### Problem A
List every piece of legislation and code of practice named in the legionella guidance.
### Problem B
Change "landlord" to "property owner" in the passage of the legionella guidance that opens with the words containing "What happens if" and closes with "water systems (L8)", then write out that passage.

### Text block
*-*-*

Your duties - what you need to d0
As an employer, or a person in control of the premises, you are responsible for health and safety and need to take the right precautions to reduce the risks of exposure to legionella. You must understand how to:
identify and assess sources of risk
manage any risks
prevent or control any risks
keep and maintain the correct records
carry out any other duties you may have
The HSE approved code of practice (L8) advises that or individuals', who provide residential accommodation or who are responsible for the water system(s) in their premises, are required to ensure that the risk of exposure to Legionella in those premises is properly controlled. Henceforth, landlords of residential accommodation have a responsibility to safeguard their tenants.
Is a full risk assessment necessary?
Where the initial assessments demonstrates that there is no reasonable foreseeable risk, or that risks are insignificant, are unlikely to increase and are properly managed, then no further assessment is needed. However, you are still required to appropriate control measures in place, to minimise the risk of your tenants being exposed to the bacteria. You must bear in mind that some may be particularly vulnerable to infection.
managing the risks
As an employer, or person in control of premises, you must appoint someone competent to help you meet your health and safety duties and to take responsibility for controlling any identified risk from exposure to legionella bacteria. A competent person, often known as the responsible person, is someone with sufficient authority, competence, necessary skills, knowledge of the system, and experience. The appointed responsible person could be one, or a combination of:
one or more workers
someone from outside your business
Who is vulnerable to infection?
Anyone with a weakened immune system, through age or illness or certain edical treatments, is regarded as being in the 'vulnerable' catergory. People suffering from medical conditions that affect the heart and lungs, asthma for example, are also vulnerable. As you may not be aware who falls into any of these categories, it is then prudent to assume that they do and put monitoring procedures in place, to ensure that no Legionella bacteria are present in the water system.
What happens if ones obligations are not carried out?
The consequences can be serious. As a landlord you are legally required to manage properties, so as not to expose tenants, residents and visitors to risk. Heavy fines can be imposed if you fail to do so and if someone was unfortunate enough to die from Legionnaires' disease contracted at your property you could even face imprisonment.
Health and Safety at Work etc Act 1974 (HSWA)
Management of Health and Safety at Work Regulations (MHSWR)
Control of Substances Hazardous to Health Regulations 2002 (COSHH)
The Approved Code of Practice: Legionnaires’ disease: The control of Legionella bacteria in water systems (L8)
Taken from: www.hse.gov.uk/legionnaires/what-you-must-do.htm
preventing or controlling the risk
You should first consider whether you can prevent the risk of legionella by looking at the type of water system you need. The key point is to design, maintain and operate your water services under conditions that prevent or adequately control the growth and multiplication of legionella. If you identify a risk that you are unable to prevent, you must introduce a course of action ie a written control scheme, that will help you to manage the risk from legionella by implementing effective control measures, by describing:
your system, e.g. develop a schematic diagram
who is responsible for carrying out the assessment and managing its implementation
the safe and correct operation of your system
what control methods and other precautions you will be using
what checks will be carried out, and how often will they be carried out, to ensure the controls remain effective
Testing or sampling for Legionella (microbiological monitoring) is not usually required for domestic hot and cold water systems.

*-*-*

[Items from a data source]
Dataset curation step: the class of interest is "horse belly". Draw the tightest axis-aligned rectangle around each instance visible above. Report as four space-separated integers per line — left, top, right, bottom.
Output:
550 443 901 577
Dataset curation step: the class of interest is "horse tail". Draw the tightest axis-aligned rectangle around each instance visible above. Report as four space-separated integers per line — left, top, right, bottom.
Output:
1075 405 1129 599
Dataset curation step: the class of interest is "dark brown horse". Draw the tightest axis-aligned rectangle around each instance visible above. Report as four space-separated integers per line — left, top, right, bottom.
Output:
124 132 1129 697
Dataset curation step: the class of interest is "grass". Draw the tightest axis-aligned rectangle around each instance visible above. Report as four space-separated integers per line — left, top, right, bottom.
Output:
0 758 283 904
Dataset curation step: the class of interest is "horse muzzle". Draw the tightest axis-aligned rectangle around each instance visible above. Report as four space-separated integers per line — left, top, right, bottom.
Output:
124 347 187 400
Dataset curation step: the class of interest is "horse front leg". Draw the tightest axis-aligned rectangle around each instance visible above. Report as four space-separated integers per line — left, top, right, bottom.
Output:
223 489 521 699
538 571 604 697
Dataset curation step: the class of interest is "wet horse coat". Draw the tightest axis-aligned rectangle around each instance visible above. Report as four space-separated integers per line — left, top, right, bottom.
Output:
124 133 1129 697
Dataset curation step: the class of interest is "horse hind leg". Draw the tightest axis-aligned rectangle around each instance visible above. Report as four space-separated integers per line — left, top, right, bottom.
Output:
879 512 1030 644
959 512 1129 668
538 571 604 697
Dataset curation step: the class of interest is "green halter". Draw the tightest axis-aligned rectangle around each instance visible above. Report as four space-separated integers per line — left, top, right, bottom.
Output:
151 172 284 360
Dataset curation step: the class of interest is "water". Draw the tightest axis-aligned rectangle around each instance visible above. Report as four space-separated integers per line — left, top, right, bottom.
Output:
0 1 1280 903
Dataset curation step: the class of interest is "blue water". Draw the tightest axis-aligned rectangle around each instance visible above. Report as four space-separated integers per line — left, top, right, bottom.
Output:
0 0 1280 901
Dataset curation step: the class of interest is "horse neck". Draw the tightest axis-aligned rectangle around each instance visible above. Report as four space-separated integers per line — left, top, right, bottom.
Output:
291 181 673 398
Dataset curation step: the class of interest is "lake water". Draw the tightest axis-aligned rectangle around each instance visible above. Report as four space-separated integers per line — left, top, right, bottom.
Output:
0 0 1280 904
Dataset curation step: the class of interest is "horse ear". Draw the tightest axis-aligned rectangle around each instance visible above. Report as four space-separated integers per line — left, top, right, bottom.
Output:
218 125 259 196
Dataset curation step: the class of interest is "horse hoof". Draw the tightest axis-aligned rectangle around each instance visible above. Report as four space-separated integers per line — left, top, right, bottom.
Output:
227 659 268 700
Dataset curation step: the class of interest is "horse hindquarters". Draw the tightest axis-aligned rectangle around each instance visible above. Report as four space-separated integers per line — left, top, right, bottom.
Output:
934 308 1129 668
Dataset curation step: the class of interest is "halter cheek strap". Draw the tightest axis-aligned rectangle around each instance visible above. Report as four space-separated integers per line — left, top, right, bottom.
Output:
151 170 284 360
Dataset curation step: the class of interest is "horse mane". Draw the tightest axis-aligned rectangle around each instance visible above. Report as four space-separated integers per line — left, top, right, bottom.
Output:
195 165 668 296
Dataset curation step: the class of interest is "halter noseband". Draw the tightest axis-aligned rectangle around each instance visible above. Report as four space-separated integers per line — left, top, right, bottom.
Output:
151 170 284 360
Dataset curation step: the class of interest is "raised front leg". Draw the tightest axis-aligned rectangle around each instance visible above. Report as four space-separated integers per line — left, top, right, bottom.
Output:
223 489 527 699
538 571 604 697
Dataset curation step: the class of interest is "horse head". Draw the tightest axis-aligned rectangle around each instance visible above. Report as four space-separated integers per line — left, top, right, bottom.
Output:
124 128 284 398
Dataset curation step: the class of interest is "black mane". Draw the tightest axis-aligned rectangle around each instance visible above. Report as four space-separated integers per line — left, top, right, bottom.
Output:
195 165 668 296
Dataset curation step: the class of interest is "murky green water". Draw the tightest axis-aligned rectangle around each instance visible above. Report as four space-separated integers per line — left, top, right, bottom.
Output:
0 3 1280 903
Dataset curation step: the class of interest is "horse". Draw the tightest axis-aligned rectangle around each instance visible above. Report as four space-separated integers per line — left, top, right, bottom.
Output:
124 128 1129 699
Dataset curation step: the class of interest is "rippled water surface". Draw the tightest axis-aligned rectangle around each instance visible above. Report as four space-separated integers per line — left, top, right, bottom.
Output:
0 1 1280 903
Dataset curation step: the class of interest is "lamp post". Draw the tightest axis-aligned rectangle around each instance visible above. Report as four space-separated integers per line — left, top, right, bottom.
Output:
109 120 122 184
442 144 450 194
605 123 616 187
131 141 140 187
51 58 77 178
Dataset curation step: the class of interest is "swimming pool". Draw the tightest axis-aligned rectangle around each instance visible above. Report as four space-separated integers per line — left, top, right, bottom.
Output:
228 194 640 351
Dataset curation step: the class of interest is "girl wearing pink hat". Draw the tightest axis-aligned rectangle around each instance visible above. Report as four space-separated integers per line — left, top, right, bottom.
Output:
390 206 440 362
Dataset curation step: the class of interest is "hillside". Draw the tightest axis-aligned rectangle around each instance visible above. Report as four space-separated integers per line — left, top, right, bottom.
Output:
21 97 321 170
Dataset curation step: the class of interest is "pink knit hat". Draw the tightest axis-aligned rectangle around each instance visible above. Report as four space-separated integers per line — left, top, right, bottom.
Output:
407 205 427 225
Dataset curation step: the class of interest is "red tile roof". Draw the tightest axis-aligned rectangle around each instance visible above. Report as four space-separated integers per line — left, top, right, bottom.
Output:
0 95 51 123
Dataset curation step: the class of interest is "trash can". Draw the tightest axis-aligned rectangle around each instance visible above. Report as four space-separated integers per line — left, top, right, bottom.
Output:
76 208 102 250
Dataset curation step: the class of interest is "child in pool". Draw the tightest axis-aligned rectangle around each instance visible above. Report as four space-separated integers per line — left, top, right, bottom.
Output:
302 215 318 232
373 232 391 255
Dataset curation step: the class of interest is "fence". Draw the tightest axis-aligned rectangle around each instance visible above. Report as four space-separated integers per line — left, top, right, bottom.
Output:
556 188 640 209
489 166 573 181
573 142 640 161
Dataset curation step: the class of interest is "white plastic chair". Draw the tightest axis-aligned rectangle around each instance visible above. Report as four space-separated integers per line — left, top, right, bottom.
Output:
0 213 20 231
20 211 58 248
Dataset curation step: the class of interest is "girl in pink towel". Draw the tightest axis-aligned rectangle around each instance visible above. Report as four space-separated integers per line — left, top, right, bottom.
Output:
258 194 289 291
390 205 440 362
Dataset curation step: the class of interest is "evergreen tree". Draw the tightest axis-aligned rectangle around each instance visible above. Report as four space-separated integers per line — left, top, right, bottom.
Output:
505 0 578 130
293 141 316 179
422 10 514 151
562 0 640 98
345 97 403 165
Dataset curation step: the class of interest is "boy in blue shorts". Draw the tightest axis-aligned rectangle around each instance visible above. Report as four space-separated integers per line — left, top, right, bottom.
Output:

*-*-*

### Task answer A
Health and Safety at Work etc Act 1974 (HSWA)
Management of Health and Safety at Work Regulations (MHSWR)
Control of Substances Hazardous to Health Regulations 2002 (COSHH)
The Approved Code of Practice: Legionnaires’ disease: The control of Legionella bacteria in water systems (L8)

### Task answer B
What happens if ones obligations are not carried out?
The consequences can be serious. As a property owner you are legally required to manage properties, so as not to expose tenants, residents and visitors to risk. Heavy fines can be imposed if you fail to do so and if someone was unfortunate enough to die from Legionnaires' disease contracted at your property you could even face imprisonment.
Health and Safety at Work etc Act 1974 (HSWA)
Management of Health and Safety at Work Regulations (MHSWR)
Control of Substances Hazardous to Health Regulations 2002 (COSHH)
The Approved Code of Practice: Legionnaires’ disease: The control of Legionella bacteria in water systems (L8)